*PROBLEM DETAILS*. Copy the whole listing below word for word, keeping every line.

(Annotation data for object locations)
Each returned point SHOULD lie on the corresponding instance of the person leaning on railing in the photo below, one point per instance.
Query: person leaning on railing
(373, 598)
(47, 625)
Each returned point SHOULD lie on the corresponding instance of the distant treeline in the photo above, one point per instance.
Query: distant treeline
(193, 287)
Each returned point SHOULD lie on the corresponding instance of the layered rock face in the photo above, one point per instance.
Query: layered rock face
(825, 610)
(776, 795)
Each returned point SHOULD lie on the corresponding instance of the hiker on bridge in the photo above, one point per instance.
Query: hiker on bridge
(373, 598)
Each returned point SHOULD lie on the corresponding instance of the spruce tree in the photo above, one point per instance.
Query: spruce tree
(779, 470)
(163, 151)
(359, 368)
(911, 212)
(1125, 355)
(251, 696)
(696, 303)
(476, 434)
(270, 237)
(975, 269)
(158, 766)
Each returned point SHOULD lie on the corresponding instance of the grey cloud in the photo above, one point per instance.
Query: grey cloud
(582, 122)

*ANSWER IN FULL*.
Each returned point SHOULD lie on the corresponding instance of the person leaning on railing in the photo below, one point per instance.
Query: person leaning on railing
(373, 598)
(47, 625)
Each returned point SHOULD lie on the corresponding instance of the distant treeline in the photo above, one point per instance.
Query: distant treeline
(193, 287)
Each returned point SHOULD lie on the corresponding instance of the layered rock face in the photo above, one point per instance.
Query: layered rock face
(825, 610)
(776, 795)
Each returned point SHOULD lie on the corresponding instance of the hiker on bridge in the photo above, one point per instance.
Query: hiker on bridge
(373, 598)
Each returned point SHOULD lie on the corresponding instance of the spruce tree in the photo above, one point per instance.
Query: spruce tree
(779, 470)
(163, 151)
(359, 368)
(911, 212)
(1125, 355)
(251, 696)
(696, 303)
(476, 434)
(270, 237)
(975, 269)
(158, 766)
Each returned point SHOULD lie on the corresponding instance of the grey cloud in the photo above, one point per instance.
Query: grey cloud
(582, 122)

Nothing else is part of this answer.